*Exercise description*
Check each line of the entries. Copy the ones that contain the string "woman".

*Data to examine*

────

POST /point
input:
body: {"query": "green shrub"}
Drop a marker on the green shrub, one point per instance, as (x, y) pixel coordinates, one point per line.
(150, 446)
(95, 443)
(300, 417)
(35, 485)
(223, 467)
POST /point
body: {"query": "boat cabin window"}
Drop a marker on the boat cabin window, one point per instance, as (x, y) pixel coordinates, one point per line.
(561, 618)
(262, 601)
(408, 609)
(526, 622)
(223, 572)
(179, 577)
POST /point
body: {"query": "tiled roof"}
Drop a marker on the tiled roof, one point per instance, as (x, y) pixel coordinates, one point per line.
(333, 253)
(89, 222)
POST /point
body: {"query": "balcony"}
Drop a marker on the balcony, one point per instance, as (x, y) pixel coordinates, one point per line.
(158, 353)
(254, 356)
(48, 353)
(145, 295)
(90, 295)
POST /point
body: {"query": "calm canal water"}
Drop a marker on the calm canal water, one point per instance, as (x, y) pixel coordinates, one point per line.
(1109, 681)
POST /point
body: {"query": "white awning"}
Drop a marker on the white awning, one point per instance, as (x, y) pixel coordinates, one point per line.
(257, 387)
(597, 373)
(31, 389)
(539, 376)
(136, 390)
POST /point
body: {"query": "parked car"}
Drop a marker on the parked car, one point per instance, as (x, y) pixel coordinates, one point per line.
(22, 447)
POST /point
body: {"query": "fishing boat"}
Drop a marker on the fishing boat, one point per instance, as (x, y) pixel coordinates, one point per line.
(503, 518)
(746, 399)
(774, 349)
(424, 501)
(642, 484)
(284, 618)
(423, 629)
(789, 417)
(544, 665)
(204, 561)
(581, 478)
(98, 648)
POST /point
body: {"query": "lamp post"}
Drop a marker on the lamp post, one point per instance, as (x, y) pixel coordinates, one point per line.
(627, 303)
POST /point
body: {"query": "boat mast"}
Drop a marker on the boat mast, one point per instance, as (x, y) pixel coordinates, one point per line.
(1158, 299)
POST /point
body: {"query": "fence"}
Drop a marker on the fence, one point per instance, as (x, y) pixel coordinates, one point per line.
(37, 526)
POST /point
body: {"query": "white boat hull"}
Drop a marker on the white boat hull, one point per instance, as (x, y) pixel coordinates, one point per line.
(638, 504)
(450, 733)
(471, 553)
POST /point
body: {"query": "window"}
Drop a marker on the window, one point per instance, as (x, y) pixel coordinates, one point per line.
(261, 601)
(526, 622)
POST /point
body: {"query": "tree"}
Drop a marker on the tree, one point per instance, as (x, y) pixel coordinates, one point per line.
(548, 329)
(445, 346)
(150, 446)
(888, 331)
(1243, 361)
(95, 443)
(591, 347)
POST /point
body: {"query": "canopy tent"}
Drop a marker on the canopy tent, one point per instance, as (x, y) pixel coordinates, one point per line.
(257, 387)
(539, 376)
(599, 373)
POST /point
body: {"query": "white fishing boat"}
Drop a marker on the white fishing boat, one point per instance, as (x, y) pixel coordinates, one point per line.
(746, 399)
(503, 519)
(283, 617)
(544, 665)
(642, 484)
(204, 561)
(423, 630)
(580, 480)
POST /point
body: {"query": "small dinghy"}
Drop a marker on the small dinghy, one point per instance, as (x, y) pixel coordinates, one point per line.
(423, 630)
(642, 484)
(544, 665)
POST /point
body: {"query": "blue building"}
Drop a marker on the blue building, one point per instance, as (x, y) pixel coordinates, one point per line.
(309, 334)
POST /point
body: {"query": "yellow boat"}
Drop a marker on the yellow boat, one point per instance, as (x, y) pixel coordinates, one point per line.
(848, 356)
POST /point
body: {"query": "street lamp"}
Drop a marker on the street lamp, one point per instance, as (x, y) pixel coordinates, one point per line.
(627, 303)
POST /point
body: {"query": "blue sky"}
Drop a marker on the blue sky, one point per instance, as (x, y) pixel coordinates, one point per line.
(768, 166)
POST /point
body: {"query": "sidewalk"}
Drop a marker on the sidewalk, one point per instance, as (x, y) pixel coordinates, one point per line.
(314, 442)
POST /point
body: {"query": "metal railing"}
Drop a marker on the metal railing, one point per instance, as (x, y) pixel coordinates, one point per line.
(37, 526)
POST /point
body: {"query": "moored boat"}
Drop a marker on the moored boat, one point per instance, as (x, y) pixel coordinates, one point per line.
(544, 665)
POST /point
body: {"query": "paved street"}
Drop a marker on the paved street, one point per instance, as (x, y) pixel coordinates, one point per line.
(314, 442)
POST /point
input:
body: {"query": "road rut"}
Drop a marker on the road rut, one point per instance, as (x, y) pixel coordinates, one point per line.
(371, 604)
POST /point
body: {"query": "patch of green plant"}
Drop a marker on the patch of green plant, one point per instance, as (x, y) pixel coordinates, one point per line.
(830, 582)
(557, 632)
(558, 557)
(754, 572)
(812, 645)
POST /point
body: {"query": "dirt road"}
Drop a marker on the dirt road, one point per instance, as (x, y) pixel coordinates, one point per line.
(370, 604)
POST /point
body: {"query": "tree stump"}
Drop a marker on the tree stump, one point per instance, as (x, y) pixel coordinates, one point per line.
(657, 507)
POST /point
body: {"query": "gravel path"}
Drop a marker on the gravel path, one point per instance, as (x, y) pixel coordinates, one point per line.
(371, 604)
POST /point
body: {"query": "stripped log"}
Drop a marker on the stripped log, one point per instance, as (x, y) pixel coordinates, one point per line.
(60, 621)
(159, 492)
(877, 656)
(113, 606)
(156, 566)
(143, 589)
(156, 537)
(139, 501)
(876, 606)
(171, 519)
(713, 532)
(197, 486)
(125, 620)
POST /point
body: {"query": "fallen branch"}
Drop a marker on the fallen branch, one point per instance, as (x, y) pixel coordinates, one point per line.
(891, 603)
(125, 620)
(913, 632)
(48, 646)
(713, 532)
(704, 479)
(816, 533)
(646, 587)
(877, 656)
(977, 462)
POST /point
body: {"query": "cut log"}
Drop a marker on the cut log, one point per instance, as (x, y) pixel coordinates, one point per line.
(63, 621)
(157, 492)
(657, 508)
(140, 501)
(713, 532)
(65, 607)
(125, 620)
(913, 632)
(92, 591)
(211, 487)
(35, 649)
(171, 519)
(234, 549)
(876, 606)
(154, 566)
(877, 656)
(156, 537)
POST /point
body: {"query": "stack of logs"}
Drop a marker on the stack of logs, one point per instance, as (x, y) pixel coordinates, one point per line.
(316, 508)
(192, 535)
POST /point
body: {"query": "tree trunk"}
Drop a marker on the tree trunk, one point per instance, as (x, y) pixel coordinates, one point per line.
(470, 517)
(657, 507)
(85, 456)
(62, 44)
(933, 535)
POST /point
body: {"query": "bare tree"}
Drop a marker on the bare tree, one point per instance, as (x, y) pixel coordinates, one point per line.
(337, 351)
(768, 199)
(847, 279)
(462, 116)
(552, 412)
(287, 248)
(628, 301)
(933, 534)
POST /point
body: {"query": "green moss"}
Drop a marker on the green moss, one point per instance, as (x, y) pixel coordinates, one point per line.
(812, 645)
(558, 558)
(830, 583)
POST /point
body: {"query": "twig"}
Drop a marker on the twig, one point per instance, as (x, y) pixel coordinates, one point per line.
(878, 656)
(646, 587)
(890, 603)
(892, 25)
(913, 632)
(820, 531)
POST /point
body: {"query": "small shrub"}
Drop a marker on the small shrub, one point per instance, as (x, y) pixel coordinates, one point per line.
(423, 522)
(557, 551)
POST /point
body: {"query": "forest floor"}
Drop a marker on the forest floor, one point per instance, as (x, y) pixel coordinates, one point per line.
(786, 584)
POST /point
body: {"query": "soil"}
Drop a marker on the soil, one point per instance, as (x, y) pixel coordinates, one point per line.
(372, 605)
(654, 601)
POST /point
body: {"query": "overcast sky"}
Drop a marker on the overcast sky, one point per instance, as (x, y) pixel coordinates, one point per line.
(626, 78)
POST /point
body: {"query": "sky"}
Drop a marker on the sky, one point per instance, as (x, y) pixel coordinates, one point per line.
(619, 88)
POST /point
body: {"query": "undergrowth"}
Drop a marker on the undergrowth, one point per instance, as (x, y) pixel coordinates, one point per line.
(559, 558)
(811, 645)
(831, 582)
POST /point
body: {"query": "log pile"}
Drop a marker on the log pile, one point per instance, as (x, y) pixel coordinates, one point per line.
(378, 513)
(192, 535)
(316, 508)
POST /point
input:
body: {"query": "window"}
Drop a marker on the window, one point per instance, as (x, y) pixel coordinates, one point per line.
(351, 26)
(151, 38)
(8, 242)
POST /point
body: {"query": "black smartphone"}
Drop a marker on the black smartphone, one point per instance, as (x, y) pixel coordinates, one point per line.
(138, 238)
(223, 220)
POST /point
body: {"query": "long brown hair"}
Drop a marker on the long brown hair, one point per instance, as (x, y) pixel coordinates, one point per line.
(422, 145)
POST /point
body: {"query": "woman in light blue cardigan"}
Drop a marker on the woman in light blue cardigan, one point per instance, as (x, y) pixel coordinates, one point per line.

────

*Response area*
body: {"query": "woman in light blue cardigan"}
Drop a marker on the woman in light blue cardigan, one point per instance, as (x, y) pixel coordinates, one point per line.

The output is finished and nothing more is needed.